#### EXCERPTED DATA

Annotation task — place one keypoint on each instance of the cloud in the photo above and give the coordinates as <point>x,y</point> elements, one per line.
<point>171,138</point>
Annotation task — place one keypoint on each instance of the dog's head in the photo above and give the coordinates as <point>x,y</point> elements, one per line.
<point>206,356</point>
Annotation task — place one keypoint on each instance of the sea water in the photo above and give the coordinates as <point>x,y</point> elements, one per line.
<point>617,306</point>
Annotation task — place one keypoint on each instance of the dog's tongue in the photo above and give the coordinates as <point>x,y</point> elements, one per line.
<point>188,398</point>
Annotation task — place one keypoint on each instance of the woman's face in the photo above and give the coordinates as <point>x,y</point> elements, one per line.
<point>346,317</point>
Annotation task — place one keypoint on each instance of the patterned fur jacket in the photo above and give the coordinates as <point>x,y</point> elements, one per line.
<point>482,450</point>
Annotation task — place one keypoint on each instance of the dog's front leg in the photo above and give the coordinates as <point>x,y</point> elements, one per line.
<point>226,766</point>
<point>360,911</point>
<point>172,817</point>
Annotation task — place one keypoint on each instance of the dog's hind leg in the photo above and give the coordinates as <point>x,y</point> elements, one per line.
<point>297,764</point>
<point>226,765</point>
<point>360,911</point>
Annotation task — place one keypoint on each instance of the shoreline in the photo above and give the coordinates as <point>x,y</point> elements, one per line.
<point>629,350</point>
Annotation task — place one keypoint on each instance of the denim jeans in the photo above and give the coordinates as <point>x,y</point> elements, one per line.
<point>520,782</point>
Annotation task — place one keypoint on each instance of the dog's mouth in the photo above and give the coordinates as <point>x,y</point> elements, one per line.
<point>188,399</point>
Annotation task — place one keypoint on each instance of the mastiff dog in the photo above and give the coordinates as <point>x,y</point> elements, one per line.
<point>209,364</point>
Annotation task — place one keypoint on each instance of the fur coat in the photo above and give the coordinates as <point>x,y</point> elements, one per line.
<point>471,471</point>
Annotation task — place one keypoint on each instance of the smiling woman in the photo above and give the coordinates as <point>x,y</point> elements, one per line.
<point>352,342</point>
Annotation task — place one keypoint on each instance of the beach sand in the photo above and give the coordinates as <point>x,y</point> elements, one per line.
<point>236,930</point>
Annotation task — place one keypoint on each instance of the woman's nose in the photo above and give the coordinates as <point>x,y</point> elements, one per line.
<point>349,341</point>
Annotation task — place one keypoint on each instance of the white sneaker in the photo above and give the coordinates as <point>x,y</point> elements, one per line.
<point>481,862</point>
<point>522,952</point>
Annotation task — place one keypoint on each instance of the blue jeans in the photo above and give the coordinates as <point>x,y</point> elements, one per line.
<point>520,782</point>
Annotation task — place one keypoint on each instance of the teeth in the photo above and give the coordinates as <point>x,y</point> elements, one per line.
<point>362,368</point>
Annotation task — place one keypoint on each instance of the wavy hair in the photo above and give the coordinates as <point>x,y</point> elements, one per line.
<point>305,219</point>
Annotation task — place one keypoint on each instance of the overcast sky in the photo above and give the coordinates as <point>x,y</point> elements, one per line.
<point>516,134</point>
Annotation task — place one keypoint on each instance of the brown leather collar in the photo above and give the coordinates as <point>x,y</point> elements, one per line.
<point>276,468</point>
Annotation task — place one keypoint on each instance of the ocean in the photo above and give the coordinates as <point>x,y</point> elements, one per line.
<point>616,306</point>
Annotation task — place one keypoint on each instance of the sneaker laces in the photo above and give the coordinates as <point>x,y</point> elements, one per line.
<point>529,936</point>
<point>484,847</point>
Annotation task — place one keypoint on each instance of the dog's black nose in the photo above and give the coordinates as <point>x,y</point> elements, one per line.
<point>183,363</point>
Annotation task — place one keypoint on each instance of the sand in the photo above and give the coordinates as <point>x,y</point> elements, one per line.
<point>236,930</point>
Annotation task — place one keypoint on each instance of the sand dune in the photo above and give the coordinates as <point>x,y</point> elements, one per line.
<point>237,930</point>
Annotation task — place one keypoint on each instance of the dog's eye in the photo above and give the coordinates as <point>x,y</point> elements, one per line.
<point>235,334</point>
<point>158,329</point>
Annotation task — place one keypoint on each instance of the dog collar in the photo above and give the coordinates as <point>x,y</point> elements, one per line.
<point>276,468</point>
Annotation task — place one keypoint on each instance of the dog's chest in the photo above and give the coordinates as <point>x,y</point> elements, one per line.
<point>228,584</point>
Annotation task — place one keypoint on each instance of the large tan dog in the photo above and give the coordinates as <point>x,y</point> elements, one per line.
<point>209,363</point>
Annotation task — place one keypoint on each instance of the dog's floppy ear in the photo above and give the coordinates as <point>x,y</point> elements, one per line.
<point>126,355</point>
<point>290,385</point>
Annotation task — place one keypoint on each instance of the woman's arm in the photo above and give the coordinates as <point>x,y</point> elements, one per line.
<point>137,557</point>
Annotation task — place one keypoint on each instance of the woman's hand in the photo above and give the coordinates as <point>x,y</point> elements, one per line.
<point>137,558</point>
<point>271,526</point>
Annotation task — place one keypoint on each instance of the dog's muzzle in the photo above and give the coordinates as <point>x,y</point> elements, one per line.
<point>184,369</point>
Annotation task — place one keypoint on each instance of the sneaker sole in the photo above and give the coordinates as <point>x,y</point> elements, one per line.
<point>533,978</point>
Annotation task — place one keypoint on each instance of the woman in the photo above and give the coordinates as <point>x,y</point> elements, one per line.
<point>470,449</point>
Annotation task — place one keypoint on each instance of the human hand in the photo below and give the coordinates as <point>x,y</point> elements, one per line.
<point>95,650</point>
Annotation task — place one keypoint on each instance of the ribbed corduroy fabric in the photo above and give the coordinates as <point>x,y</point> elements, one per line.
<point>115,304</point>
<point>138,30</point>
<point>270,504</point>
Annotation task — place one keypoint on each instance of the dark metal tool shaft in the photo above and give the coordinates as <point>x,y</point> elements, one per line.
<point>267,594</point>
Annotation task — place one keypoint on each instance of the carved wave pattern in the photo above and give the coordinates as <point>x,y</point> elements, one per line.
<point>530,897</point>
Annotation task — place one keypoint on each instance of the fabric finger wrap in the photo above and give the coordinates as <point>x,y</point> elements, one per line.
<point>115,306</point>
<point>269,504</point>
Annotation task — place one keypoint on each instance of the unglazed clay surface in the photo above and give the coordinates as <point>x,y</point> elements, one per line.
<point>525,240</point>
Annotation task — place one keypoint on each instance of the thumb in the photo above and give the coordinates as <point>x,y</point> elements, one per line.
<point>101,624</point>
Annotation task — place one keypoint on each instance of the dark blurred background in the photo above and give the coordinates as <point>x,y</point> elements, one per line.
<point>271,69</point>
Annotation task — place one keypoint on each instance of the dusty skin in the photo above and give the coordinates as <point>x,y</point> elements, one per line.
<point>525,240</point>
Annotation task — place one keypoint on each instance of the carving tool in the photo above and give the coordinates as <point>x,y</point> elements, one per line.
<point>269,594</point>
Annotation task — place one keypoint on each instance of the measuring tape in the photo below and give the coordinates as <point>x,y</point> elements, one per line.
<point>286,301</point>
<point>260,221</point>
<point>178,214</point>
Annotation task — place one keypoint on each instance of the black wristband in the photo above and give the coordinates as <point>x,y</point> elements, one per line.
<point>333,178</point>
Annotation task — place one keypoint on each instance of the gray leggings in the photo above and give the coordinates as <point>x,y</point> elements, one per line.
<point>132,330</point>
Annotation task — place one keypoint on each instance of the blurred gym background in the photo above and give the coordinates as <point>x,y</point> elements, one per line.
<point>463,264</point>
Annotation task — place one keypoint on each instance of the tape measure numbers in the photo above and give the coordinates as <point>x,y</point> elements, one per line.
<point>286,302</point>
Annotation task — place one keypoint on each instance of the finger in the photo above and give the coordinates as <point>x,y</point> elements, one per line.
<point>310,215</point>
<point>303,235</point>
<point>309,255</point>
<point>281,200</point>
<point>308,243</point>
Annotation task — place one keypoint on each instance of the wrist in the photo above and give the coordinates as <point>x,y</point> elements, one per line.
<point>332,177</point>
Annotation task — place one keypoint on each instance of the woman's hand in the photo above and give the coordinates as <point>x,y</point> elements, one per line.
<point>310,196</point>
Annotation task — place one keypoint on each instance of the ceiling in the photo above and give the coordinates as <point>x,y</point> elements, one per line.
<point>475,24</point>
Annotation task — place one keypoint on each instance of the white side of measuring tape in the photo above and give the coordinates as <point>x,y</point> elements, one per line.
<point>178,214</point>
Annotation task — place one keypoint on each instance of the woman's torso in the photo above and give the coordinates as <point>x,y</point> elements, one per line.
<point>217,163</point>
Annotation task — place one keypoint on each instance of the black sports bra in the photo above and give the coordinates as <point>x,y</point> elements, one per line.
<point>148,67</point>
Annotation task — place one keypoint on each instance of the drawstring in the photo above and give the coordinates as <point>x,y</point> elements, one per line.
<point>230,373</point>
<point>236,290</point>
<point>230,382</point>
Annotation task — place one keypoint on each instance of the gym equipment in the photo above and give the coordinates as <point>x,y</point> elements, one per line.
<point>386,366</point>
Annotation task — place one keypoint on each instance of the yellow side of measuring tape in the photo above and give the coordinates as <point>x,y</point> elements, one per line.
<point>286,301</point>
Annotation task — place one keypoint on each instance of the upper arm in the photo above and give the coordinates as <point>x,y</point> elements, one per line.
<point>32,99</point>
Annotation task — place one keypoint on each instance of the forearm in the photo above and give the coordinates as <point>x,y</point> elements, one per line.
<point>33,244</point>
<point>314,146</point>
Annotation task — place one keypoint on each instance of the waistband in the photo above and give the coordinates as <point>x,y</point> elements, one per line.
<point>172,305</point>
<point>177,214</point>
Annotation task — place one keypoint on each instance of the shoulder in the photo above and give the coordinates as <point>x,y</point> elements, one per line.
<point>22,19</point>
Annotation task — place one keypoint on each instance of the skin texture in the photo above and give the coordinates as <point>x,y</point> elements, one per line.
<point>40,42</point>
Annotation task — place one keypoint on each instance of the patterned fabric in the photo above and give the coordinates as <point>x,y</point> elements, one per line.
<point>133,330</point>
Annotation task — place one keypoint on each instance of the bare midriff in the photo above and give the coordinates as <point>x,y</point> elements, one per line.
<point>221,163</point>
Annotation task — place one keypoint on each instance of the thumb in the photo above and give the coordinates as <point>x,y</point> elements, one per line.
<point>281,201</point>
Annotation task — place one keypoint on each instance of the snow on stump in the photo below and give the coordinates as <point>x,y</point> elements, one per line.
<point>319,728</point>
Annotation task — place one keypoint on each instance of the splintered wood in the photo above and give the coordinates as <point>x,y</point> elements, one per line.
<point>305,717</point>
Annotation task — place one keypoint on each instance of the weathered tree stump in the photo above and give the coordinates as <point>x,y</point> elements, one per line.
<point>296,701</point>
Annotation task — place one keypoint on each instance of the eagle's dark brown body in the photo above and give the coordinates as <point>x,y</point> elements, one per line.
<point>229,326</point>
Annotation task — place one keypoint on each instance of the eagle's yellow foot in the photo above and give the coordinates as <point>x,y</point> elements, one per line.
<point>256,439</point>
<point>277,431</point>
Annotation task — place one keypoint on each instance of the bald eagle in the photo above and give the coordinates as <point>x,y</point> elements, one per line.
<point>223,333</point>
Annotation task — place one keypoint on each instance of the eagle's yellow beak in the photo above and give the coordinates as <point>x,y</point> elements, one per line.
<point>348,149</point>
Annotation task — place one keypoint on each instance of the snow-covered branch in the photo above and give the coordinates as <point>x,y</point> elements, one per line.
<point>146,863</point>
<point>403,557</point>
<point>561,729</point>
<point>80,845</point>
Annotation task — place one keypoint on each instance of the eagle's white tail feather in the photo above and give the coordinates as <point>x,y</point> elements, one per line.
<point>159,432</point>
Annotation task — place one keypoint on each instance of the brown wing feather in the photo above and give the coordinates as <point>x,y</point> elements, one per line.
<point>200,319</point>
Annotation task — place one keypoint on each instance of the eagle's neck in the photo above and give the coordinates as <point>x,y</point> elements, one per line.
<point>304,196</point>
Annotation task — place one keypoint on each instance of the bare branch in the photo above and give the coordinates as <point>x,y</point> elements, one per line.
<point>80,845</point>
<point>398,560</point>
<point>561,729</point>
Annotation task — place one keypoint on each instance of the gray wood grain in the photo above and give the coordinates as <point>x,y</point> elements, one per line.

########

# PROBLEM DETAILS:
Only the lines from the one containing "the eagle's white" through the end of the entries above belong in the answer; repeat them exactly.

# EXPECTED OUTPUT:
Annotation task — place one keypoint on each instance of the eagle's white tail feather in the photo above and give the coordinates as <point>x,y</point> elements, one per line.
<point>159,432</point>
Annotation task — place one keypoint on each instance of the brown wing feather in the photo above and give the coordinates as <point>x,y</point> elements, one per line.
<point>200,319</point>
Annotation task — place one keypoint on each instance of the eagle's neck in the photo above and give the coordinates as <point>x,y</point> elements, one per line.
<point>304,196</point>
Annotation task — place one keypoint on each instance of the bare branch in the photo above and give the coordinates as <point>x,y</point> elements, one per line.
<point>80,845</point>
<point>398,560</point>
<point>561,729</point>
Annotation task — place one keypoint on each instance of the gray wood grain in the photo above and give the coordinates as <point>x,y</point> elements, one per line.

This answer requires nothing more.